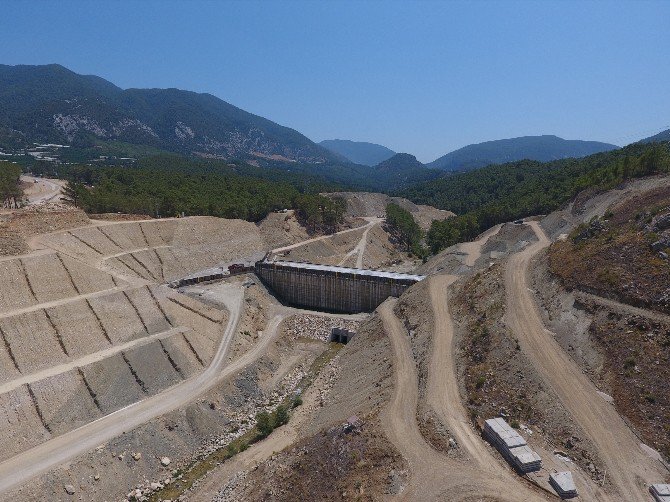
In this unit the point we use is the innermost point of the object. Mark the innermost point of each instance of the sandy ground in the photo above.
(432, 475)
(41, 190)
(62, 448)
(630, 473)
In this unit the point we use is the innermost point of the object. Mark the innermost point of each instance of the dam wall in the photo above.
(330, 288)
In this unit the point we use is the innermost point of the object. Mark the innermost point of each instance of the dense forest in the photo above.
(405, 228)
(10, 190)
(168, 192)
(500, 193)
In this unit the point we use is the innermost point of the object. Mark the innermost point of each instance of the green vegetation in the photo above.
(500, 193)
(10, 190)
(200, 468)
(405, 227)
(318, 212)
(201, 190)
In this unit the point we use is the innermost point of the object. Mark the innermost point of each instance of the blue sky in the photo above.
(418, 77)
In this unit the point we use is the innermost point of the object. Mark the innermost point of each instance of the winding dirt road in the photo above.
(629, 469)
(50, 454)
(371, 222)
(360, 248)
(434, 476)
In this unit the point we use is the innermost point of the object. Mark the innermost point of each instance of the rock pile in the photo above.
(317, 327)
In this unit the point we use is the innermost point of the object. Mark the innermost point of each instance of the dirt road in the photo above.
(42, 190)
(434, 476)
(88, 359)
(280, 439)
(360, 248)
(48, 455)
(629, 469)
(473, 249)
(371, 222)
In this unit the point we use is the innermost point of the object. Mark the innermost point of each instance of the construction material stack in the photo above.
(660, 492)
(511, 445)
(563, 483)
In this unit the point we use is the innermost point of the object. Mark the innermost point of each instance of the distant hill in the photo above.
(358, 152)
(55, 105)
(661, 136)
(543, 148)
(403, 169)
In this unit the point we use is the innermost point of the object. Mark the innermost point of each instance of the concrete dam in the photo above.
(330, 288)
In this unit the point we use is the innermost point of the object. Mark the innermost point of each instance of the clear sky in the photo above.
(418, 76)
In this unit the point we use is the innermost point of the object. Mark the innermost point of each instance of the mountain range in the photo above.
(53, 104)
(543, 148)
(661, 136)
(359, 152)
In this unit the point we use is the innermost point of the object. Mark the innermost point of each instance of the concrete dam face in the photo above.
(332, 289)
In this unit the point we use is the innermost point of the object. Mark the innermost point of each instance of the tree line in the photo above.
(500, 193)
(167, 193)
(405, 228)
(10, 185)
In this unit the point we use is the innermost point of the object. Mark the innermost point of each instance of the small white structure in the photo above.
(660, 492)
(512, 445)
(563, 483)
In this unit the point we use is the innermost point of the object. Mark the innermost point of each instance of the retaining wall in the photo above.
(333, 289)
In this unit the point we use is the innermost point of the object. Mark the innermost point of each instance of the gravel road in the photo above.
(629, 468)
(63, 448)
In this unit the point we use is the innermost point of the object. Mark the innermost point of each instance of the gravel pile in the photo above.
(317, 327)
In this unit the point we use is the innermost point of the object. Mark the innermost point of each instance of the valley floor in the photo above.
(114, 385)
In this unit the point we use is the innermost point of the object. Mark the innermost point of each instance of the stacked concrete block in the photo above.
(563, 483)
(660, 492)
(48, 278)
(15, 291)
(511, 445)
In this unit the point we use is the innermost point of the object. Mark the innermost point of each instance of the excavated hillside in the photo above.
(366, 204)
(617, 269)
(115, 386)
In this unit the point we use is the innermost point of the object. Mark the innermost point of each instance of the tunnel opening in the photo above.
(341, 335)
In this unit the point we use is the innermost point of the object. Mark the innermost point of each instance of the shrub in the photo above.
(264, 423)
(281, 416)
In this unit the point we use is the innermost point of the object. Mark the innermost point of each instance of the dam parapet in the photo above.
(330, 288)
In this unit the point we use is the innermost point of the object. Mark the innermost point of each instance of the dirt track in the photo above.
(48, 455)
(628, 467)
(434, 476)
(359, 250)
(42, 189)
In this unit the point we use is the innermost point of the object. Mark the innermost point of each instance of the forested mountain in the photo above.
(358, 152)
(542, 148)
(51, 104)
(661, 136)
(403, 170)
(499, 193)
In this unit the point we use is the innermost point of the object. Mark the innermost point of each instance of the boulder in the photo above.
(661, 222)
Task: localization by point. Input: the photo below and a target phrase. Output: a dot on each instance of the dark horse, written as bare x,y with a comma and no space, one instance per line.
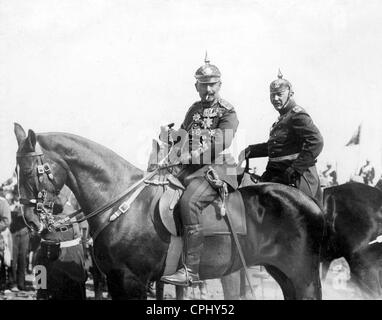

□ □ □ □ □ □ □

■ What needs to be done: Count the lines in the data that contain the word "mountain", treating uppercase and lowercase as different, and reply with only the number.

■ Reply to the task: 2